## What you should do
Retrieve all lines below that have the string "curtain".

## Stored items
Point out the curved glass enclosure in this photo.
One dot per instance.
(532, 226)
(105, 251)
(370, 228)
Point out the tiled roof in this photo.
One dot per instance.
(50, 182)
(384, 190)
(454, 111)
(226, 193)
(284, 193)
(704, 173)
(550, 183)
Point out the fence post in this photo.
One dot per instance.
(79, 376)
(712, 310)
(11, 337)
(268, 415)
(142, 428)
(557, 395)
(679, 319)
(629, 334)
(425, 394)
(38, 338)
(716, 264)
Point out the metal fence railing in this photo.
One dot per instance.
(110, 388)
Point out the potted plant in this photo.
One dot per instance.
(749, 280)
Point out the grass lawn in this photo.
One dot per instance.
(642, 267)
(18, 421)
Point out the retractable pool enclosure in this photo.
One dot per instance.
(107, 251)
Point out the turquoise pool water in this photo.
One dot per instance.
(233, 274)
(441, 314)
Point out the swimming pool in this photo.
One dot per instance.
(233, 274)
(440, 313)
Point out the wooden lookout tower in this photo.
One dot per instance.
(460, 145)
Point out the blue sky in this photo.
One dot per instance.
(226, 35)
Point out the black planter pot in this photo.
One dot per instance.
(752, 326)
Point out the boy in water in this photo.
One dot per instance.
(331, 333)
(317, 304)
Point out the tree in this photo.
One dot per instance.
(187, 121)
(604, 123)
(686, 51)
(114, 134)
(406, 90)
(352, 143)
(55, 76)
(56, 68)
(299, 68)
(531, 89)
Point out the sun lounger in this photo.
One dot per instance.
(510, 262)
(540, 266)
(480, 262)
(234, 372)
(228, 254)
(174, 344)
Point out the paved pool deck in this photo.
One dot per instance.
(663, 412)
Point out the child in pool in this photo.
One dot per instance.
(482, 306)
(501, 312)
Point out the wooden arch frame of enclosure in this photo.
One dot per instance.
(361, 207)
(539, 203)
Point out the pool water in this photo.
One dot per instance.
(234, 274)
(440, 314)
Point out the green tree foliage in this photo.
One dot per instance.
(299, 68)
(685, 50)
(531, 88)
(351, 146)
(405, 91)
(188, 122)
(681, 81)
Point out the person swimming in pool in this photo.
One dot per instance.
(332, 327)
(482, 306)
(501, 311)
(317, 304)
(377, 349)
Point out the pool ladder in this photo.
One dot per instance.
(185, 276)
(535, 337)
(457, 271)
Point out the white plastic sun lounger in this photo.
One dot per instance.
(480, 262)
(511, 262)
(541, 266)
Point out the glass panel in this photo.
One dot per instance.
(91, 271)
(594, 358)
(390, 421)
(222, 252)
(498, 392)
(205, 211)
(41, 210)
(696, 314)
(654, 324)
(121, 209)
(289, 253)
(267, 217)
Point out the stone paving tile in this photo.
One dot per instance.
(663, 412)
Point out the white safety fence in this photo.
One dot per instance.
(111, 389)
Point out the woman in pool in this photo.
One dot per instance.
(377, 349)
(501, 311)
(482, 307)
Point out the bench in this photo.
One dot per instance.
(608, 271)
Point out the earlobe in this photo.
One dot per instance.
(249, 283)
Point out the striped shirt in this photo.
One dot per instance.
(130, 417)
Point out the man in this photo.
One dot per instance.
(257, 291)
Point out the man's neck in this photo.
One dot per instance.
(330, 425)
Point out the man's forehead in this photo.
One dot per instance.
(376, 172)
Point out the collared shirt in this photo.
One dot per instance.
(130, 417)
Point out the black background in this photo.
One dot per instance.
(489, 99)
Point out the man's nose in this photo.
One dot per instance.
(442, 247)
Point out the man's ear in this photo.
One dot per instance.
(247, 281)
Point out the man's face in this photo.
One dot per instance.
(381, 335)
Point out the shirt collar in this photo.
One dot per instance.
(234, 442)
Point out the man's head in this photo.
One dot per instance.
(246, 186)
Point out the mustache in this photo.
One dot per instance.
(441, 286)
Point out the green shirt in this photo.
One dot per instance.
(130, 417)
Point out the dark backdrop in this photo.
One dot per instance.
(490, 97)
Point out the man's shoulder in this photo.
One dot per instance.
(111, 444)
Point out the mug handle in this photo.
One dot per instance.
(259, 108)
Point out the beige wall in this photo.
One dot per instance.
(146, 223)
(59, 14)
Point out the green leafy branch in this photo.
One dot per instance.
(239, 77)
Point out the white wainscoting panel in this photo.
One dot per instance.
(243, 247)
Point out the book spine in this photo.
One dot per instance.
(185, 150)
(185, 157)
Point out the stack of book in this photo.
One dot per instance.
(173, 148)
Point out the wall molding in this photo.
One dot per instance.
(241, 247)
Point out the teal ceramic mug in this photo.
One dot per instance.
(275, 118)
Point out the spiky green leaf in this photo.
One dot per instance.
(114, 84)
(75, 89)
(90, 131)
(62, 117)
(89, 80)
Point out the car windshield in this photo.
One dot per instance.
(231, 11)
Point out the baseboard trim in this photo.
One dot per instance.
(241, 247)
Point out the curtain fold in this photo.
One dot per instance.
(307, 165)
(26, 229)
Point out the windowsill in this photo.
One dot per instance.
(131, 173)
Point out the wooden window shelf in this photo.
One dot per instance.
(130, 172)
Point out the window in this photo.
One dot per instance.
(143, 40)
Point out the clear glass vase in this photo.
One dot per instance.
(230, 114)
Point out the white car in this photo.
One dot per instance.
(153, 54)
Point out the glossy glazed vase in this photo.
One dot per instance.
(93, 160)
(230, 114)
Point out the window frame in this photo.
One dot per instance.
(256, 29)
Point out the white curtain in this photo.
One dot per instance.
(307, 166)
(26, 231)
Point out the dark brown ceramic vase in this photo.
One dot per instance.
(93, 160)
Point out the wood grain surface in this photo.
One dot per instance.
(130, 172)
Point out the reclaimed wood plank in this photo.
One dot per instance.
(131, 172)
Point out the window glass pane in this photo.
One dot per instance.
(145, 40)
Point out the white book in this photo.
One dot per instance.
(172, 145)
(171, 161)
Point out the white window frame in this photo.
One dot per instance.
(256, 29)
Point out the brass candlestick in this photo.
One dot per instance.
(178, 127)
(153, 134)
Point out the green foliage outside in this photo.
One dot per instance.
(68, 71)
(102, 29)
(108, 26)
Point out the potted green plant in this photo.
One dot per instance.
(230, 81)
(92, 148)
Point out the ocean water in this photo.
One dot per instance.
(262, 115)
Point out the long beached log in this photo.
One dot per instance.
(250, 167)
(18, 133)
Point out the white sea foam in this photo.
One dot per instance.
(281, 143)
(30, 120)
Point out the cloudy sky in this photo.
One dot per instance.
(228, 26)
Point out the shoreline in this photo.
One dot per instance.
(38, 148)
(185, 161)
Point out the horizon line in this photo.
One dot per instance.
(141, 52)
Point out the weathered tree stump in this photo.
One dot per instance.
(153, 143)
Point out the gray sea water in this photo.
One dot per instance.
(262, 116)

## Response to the exercise
Point out the curtain fold in this photo.
Point out the white curtain in this photo.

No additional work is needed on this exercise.